▸ **Problem A**:
Answer these from the monkeypox notice, marking each answer with the same numeral:
(i) Since what month and year has the outbreak in Nigeria been ongoing?
(ii) For how long are patients usually ill?
(iii) Where did the three travelers infected in Nigeria in late 2018 return home to?
▸ **Problem B**: Copy verbatim the part of the monkeypox notice starting with "Warning - Level" and going on through "who get it.".

Excerpt provided Block Start

Warning - Level 3, Avoid Nonessential Travel
Alert - Level 2, Practice Enhanced Precautions
Watch - Level 1, Practice Usual Precautions

What is monkeypox?

Monkeypox is a rare disease that occurs throughout remote parts of Central and West Africa, often near tropical rain forests. It spreads through contact with the monkeypox virus from an animal or human (alive or dead) or with materials contaminated with the virus. Fever, headache, muscle aches, swollen lymph nodes, and exhaustion are followed by a rash. Patients are usually ill for 2–4 weeks. Monkeypox is fatal in as many as 10% of people who get it.

Key Points

  • There is an ongoing outbreak of monkeypox in Nigeria.
  • Monkeypox spreads to humans through contact with people or animals (alive or dead) infected with monkeypox virus. The virus can also spread through droplets when people infected with the virus cough, sneeze, or talk. Material contaminated by the virus is another potential source of infection.
  • Travelers to Nigeria should protect themselves from monkeypox by washing hands often with soap and water, and avoiding contact with animals or people that may be sick.

What is the current situation?

Since September 2017, an outbreak of monkeypox has been ongoing in Nigeria. As of April 2019, health officials have reported more than 300 cases of monkeypox, including multiple deaths. In late 2018, three travelers infected with monkeypox in Nigeria returned home (two to the United Kingdom and one to Israel). There was also a reported secondary case of the disease in a health care worker in the United Kingdom. Most recently, in May 2019, the Singapore Ministry of Health reported a fourth exported case of the disease in a traveler who arrived from Nigeria. These are the first cases of monkeypox reported outside Africa since 2003.

What can travelers do to protect themselves?

Because monkeypox spreads through contact with animals or humans infected with the virus, CDC advises travelers to Nigeria to take the following steps to prevent illness:

  • Wash your hands often with soap and water.
  • Do not touch your eyes, nose, or mouth. If you need to touch your face, make sure your hands are clean.

Excerpt provided Block End
Excerpted records Block Start

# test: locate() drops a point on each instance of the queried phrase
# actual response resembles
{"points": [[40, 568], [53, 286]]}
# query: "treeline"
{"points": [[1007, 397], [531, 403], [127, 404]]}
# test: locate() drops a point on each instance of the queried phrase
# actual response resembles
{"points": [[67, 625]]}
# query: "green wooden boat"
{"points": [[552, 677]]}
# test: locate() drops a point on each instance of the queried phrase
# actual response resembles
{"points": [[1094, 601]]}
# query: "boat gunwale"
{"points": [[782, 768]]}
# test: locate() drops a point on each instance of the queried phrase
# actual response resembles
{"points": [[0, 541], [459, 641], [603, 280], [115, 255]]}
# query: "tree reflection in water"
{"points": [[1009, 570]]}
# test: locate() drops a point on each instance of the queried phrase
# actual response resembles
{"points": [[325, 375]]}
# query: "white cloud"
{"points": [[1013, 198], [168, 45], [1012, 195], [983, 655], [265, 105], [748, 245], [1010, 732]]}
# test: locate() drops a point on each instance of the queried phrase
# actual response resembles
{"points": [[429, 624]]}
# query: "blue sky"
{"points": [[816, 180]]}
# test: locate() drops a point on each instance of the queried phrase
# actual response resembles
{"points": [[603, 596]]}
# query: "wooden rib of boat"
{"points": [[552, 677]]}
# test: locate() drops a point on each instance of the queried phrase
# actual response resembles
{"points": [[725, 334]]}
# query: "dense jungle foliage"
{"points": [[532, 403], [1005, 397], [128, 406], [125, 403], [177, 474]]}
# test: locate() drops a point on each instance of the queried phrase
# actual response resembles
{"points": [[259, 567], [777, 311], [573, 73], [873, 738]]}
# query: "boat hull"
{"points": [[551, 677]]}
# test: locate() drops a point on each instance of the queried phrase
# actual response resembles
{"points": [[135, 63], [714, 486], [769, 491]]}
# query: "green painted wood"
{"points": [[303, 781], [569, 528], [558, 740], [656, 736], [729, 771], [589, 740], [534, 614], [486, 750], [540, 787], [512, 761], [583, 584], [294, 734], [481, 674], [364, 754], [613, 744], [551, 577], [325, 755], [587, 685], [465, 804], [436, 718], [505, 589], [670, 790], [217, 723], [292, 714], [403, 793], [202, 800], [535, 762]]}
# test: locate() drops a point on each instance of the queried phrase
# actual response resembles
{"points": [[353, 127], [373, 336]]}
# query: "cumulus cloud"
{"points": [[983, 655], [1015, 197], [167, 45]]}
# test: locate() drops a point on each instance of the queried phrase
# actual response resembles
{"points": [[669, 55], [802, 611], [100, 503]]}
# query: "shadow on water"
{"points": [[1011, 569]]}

Excerpted records Block End

▸ **Answer section A**:
(i) September 2017
(ii) 2–4 weeks
(iii) Two to the United Kingdom and one to Israel

▸ **Answer section B**:
Warning - Level 3, Avoid Nonessential Travel
Alert - Level 2, Practice Enhanced Precautions
Watch - Level 1, Practice Usual Precautions

What is monkeypox?

Monkeypox is a rare disease that occurs throughout remote parts of Central and West Africa, often near tropical rain forests. It spreads through contact with the monkeypox virus from an animal or human (alive or dead) or with materials contaminated with the virus. Fever, headache, muscle aches, swollen lymph nodes, and exhaustion are followed by a rash. Patients are usually ill for 2–4 weeks. Monkeypox is fatal in as many as 10% of people who get it.